What you are asked to do
Print the listing below verbatim, omitting the pictures.

***** Information shown *****

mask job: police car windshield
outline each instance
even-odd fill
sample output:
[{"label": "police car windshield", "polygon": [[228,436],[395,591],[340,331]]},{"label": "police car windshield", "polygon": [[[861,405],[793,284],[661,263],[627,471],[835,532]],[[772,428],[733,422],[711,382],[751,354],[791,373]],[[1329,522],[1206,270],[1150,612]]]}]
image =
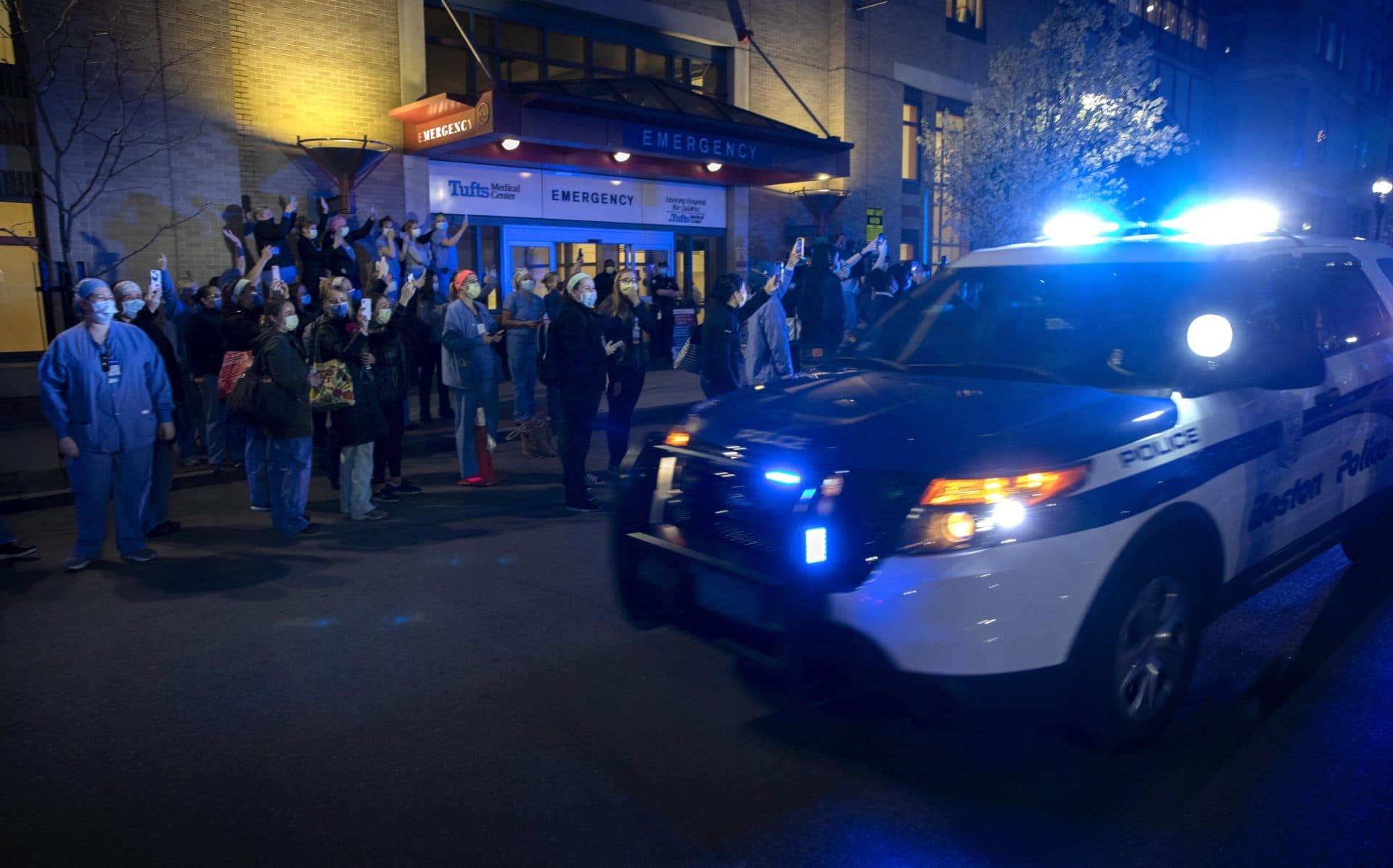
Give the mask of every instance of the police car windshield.
[{"label": "police car windshield", "polygon": [[1201,313],[1251,309],[1245,263],[1126,262],[949,269],[857,343],[911,371],[1170,389]]}]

*****

Written solution
mask job: police car windshield
outline each instance
even-odd fill
sample output:
[{"label": "police car windshield", "polygon": [[228,436],[395,591],[340,331]]},{"label": "police car windshield", "polygon": [[[861,405],[793,284],[661,263],[627,471],[835,532]],[[772,428],[733,422],[711,382],[751,354],[791,373]],[[1329,522],[1206,270],[1150,612]]]}]
image =
Give the mask of every instance of the police car windshield.
[{"label": "police car windshield", "polygon": [[1201,313],[1251,309],[1245,263],[1126,262],[949,269],[857,343],[911,371],[1170,389]]}]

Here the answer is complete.